>>>>

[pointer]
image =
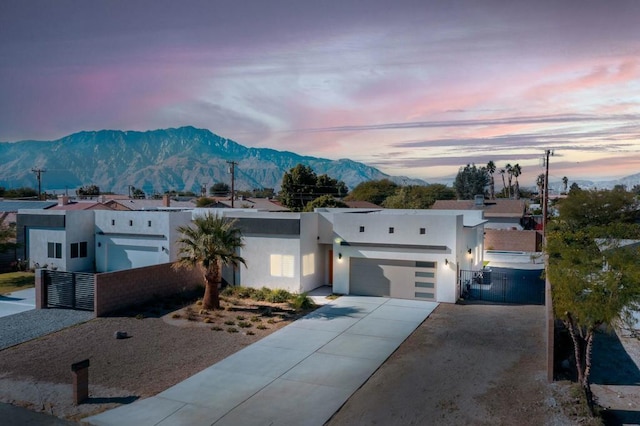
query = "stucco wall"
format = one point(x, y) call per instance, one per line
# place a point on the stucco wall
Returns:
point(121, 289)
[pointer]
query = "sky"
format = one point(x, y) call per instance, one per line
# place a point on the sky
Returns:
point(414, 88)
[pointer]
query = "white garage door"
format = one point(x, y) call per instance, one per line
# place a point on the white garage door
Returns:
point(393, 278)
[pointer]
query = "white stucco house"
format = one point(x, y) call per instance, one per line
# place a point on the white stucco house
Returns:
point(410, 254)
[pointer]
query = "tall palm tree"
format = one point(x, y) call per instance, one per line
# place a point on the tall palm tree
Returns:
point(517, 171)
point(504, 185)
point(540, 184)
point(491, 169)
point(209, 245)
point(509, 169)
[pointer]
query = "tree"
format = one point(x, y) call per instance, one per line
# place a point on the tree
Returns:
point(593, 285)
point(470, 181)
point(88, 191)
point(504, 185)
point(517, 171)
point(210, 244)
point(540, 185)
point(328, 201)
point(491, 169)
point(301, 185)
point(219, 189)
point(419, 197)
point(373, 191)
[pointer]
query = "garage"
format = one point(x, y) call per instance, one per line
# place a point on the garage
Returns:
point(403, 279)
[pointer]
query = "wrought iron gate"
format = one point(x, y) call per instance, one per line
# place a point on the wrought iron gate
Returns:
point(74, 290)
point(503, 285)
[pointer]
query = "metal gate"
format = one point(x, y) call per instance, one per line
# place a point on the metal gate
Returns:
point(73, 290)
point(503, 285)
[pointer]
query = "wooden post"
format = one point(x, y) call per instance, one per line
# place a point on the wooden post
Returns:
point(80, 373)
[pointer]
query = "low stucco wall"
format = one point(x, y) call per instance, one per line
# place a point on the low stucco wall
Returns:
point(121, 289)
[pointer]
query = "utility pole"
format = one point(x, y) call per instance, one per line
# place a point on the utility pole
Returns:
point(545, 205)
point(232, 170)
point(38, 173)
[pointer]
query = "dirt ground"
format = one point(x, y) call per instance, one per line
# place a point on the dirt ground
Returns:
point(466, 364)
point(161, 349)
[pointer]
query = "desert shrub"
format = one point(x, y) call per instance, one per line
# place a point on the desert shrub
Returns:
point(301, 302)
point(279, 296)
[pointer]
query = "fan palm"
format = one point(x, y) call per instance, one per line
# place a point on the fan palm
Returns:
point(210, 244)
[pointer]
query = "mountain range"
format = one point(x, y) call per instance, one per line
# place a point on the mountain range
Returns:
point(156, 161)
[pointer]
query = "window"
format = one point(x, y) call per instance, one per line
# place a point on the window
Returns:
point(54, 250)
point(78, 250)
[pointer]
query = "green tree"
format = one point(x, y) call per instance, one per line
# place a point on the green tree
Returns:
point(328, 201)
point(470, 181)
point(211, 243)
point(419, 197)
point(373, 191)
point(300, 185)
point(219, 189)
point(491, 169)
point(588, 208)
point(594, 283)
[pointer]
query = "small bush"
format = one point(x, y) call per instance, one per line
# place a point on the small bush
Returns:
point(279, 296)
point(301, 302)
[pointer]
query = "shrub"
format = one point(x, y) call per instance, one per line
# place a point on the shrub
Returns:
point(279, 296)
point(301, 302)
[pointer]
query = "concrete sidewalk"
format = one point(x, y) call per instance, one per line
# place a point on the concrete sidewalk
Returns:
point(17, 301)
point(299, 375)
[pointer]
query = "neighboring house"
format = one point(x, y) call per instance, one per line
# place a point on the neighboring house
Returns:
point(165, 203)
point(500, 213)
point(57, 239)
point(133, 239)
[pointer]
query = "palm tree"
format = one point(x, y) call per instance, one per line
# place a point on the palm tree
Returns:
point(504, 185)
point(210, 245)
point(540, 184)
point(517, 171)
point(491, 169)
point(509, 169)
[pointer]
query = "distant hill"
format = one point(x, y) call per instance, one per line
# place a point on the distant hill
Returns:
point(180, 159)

<<<<
>>>>

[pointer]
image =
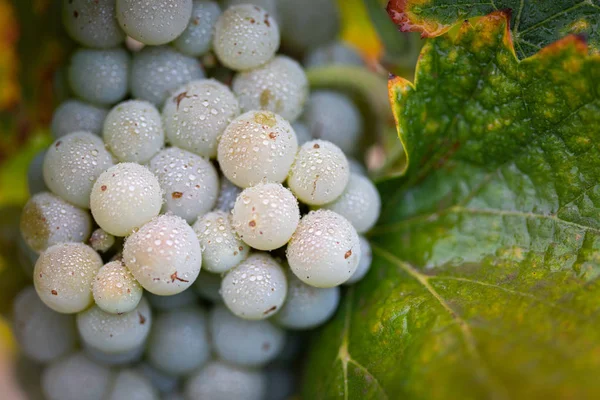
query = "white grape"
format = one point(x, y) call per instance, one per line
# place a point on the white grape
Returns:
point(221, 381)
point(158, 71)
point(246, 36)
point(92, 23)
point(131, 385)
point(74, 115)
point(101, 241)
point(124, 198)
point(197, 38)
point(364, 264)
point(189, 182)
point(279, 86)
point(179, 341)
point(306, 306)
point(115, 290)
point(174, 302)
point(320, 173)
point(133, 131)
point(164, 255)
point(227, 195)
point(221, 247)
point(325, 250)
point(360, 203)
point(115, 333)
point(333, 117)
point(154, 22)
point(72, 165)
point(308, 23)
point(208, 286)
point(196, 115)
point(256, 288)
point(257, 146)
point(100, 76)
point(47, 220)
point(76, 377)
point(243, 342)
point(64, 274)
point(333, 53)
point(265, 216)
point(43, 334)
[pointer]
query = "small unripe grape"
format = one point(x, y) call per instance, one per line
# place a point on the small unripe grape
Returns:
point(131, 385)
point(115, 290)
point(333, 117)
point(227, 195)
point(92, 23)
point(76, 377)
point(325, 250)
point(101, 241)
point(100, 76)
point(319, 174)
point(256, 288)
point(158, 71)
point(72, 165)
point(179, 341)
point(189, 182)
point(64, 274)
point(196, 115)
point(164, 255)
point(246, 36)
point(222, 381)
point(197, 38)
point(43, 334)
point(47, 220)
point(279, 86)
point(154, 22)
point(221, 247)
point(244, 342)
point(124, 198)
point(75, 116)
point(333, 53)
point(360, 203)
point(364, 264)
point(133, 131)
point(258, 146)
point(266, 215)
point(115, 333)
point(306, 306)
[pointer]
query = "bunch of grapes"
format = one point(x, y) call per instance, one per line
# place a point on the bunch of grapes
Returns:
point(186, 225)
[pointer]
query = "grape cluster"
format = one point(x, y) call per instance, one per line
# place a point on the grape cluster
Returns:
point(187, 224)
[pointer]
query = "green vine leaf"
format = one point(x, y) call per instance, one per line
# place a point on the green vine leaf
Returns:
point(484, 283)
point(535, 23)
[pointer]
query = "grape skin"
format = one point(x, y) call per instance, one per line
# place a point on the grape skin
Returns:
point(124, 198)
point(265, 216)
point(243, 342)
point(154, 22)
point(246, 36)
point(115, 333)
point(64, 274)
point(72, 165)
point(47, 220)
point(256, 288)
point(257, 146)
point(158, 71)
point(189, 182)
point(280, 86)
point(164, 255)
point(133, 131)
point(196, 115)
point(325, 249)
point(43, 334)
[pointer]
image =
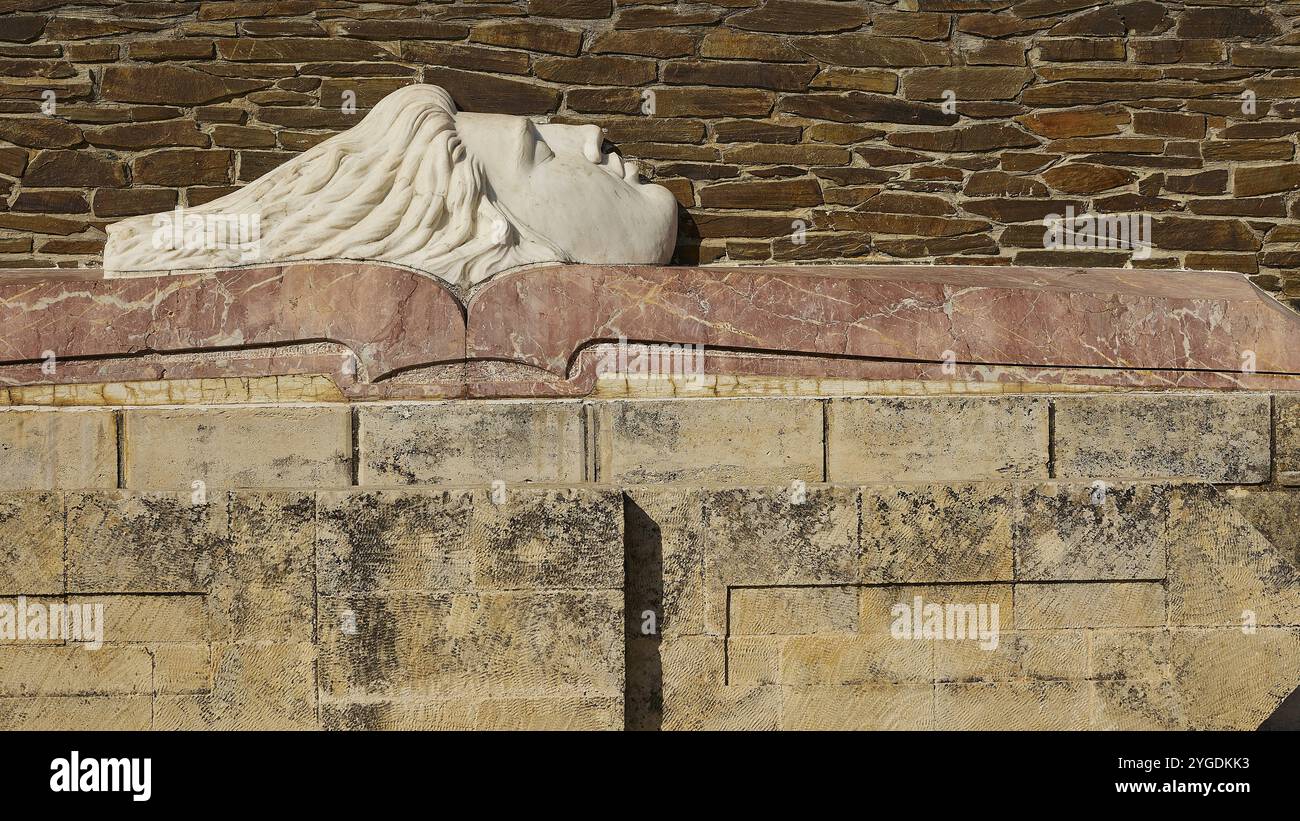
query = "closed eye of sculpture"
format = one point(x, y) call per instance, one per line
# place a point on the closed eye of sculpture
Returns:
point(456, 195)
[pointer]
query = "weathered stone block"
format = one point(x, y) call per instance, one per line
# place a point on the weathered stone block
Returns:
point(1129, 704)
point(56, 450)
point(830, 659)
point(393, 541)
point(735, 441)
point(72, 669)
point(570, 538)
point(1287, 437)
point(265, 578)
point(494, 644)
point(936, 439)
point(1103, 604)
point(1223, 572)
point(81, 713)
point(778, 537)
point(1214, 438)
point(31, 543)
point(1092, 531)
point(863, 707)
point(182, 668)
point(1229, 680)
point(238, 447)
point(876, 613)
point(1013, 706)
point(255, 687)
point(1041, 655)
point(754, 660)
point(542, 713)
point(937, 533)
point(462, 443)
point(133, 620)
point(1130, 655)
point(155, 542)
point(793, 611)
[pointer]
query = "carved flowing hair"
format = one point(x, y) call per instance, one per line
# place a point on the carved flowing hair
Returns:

<<<<
>>>>

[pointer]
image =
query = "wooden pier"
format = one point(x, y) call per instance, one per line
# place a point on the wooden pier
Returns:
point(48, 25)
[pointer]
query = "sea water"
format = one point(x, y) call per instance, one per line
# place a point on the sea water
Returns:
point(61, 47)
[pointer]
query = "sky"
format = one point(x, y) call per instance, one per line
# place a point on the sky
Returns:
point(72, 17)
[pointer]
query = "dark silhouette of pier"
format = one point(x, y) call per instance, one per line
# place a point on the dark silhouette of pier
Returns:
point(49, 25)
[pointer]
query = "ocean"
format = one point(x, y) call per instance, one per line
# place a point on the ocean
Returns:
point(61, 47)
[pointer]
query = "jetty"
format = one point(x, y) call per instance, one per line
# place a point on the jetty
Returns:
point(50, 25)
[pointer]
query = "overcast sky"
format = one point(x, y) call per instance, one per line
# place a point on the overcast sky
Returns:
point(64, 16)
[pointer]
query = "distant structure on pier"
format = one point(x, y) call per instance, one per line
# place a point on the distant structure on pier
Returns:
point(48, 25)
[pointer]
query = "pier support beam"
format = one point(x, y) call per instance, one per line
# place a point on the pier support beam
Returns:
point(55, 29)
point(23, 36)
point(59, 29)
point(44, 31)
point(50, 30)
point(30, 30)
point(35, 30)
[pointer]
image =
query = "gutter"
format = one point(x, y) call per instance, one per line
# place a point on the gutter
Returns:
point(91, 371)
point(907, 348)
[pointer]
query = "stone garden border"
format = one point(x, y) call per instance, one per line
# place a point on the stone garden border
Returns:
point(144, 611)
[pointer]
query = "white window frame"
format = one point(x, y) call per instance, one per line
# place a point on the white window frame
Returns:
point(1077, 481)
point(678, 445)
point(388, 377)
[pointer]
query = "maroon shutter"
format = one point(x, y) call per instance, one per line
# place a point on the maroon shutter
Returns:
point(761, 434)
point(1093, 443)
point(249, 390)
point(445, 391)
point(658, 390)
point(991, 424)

<<<<

▸ **GIVEN PROBLEM**:
Count the lines in the entries above that contain the word "small", and give only the number.

▸ **THE REPLY**:
4